WORKING DATA:
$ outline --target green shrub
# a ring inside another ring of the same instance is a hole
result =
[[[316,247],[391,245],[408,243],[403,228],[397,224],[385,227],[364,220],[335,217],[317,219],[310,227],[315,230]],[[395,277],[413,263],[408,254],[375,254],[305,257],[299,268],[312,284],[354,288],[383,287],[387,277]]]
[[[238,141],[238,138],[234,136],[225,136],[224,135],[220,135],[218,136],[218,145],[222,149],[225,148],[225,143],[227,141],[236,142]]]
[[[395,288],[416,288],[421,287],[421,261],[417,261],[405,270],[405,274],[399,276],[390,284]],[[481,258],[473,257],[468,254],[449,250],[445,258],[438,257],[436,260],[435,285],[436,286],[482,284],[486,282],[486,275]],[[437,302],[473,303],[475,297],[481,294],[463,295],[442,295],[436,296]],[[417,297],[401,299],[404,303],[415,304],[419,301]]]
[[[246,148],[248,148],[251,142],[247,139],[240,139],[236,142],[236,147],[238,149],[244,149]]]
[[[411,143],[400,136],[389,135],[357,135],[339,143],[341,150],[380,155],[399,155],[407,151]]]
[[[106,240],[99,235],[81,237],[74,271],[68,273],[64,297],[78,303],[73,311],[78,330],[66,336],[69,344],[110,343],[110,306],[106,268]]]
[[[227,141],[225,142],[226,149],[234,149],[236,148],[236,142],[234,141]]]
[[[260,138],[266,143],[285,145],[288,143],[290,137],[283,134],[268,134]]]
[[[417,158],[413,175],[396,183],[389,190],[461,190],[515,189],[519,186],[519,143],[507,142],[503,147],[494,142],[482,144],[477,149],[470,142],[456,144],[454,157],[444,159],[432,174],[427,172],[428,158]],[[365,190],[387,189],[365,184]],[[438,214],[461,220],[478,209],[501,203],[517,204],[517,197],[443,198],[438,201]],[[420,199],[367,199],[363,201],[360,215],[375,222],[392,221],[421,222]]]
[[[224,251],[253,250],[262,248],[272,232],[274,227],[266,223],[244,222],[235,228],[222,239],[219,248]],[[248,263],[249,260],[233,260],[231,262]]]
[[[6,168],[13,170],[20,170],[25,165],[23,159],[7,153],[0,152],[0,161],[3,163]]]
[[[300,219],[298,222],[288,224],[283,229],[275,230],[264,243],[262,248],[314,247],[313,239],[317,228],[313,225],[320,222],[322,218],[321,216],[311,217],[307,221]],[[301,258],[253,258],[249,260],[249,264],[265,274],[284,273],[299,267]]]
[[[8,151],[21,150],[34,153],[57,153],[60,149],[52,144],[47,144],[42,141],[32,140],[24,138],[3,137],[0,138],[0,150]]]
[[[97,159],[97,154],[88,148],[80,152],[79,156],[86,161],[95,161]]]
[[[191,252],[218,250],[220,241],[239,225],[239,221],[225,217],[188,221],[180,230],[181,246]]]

GOAL:
Count the lines in the data above that contain the string "another", and reply with the number only.

COMPLETED EXERCISE:
1